**Request:**
Find each line in the records below that contains the word "weeds" and copy it out. Match case exactly.

**Provided information:**
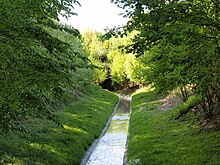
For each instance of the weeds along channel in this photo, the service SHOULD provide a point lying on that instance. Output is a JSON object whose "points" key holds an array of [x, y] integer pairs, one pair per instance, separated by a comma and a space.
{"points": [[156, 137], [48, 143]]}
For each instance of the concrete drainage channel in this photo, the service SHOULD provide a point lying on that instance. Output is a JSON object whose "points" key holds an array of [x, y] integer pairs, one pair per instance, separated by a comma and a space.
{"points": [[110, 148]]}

==

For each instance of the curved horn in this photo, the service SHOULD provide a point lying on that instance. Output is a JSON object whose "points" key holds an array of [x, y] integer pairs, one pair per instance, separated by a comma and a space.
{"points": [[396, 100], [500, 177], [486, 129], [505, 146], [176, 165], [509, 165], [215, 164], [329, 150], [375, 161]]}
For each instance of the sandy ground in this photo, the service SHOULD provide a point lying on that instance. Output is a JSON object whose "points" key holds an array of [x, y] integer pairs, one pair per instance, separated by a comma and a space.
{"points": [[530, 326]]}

**Response for this exercise:**
For each instance of the weeds along channel in this photo, the service SHOULD provide a point lying on that instance. Output is a JSON object whose "points" key holds an array of [x, y] integer pairs, one pair per instance, separated by a comma and a space.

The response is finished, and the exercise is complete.